Motion for Issuance of Summons (Doc. 9) – Plaintiff requests the issuance of summons and that Defendant be ordered to answer the Complaint. The motion is denied for the reason explained above. Motion to Show Administrative Remedies (Doc. 12) – Plaintiff states that he is demonstrating that he exhausted his administrative remedies and attaches several sick call forms and a response from the warden to one grievance. The grievance does not appear to involve the allegations made in Plaintiff’s Complaint. To the extent this is a motion, it is denied. The Court notes that in several of the motions, Plaintiff attempts to raise new allegations. To add facts or claims to his Complaint, Plaintiff must file an amended complaint. Motion to Appoint Counsel (Doc. 13) - Plaintiff asks the Court to appoint an attorney to represent him because he is incarcerated and cannot afford to hire one. He states that he has attempted to contact four attorneys.
Plaintiff’s request for the appointment of counsel is denied at this time. There is no constitutional right to the appointment of counsel in a civil case. Durre v. Dempsey, 869 F.2d 543, 547 (10th Cir. 1989); Carper v. Deland, 54 F.3d 613, 616 (10th Cir. 1995). The decision whether to appoint counsel in a civil matter lies within the discretion of the district court. Williams v. Meese, 926 F.2d 994, 996 (10th Cir. 1991). “The burden is on the applicant to convince the court that there is sufficient merit to his claim to warrant the appointment of counsel.” Steffey v. Orman, 461 F.3d 1218, 1223 (10th Cir. 2006), quoting Hill v. SmithKline Beecham Corp., 393 F.3d 1111, 1115 (10th Cir. 2004). It is not enough “that having counsel appointed would have assisted [the prisoner] in presenting his strongest possible case, [as] the same could be said in any case.” Steffey, 461 F.3d at 1223, quoting Rucks v. Boergermann, 57 F.3d 978, 979 (10th Cir. 1995). In deciding
whether to appoint counsel, the district court should consider “the merits of the prisoner’s claims, the nature and complexity of the factual and legal issues, and the prisoner’s ability to investigate the facts and present his claims.” Rucks, 57 F.3d at 979; Hill, 393 F.3d at 1115. Considering these factors, the Court concludes that it does not appear that Plaintiff has asserted a colorable claim. The Court has not yet made the determination of whether or not Plaintiff’s claim survives the initial screening required by 28 U.S.C. § 1915. Therefore, the Court denies Plaintiff’s motion for appointment of counsel at this time. However, this denial is made without prejudice. If it becomes apparent that appointed counsel is necessary as this case further progresses, Plaintiff may renew his motion. IT IS THEREFORE ORDERED THAT Plaintiff is granted until April 23, 2022, in which to show good cause, in writing, to the Honorable Sam A. Crow, United States District Judge, why Plaintiff’s Complaint should not be dismissed for the reasons stated herein.
IT IS FURTHER ORDERED that Plaintiff is also granted until April 23, 2022, in which to file a complete and proper amended complaint to cure all the deficiencies discussed herein. IT IS FURTHER ORDERED that Plaintiff’s pending motions (Docs. 4, 6, 8, 9, 10, 11, 12, and 13) are denied for the reasons stated herein. The clerk is directed to send § 1983 forms and instructions to Plaintiff.
IT IS SO ORDERED. Dated March 23, 2022, in Topeka, Kansas.
========================================================================
### [THE PROBLEM]
Transcribe, word for word, the portion of the court order that opens with the words "IT IS FURTHER ORDERED that Plaintiff is" and closes with "in Topeka, Kansas.".
========================================================================
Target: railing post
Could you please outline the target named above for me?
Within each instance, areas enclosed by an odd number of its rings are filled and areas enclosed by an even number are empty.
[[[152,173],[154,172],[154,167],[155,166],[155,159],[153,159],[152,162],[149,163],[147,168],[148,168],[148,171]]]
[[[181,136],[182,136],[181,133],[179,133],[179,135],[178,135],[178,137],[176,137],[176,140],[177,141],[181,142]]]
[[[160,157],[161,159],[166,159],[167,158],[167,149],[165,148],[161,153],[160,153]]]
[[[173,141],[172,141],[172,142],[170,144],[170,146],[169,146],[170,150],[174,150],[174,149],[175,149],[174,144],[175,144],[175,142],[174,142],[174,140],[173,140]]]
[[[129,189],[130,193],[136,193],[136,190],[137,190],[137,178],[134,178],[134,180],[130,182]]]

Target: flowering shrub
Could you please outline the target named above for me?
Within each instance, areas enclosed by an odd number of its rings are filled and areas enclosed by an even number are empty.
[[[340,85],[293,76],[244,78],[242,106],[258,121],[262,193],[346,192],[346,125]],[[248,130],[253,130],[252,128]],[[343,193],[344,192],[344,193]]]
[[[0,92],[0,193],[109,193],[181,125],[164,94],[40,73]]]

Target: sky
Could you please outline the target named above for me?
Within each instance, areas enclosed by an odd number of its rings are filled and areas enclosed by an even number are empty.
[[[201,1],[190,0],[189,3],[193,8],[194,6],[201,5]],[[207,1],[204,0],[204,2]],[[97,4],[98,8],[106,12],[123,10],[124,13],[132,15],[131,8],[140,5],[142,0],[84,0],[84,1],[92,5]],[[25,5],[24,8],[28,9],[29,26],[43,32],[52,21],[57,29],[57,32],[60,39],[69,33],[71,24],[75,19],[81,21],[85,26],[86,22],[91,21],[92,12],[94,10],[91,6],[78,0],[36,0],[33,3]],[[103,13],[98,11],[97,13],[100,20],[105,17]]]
========================================================================
### [REPLY TO THE TASK]
IT IS FURTHER ORDERED that Plaintiff is also granted until April 23, 2022, in which to file a complete and proper amended complaint to cure all the deficiencies discussed herein. IT IS FURTHER ORDERED that Plaintiff’s pending motions (Docs. 4, 6, 8, 9, 10, 11, 12, and 13) are denied for the reasons stated herein. The clerk is directed to send § 1983 forms and instructions to Plaintiff.
IT IS SO ORDERED. Dated March 23, 2022, in Topeka, Kansas.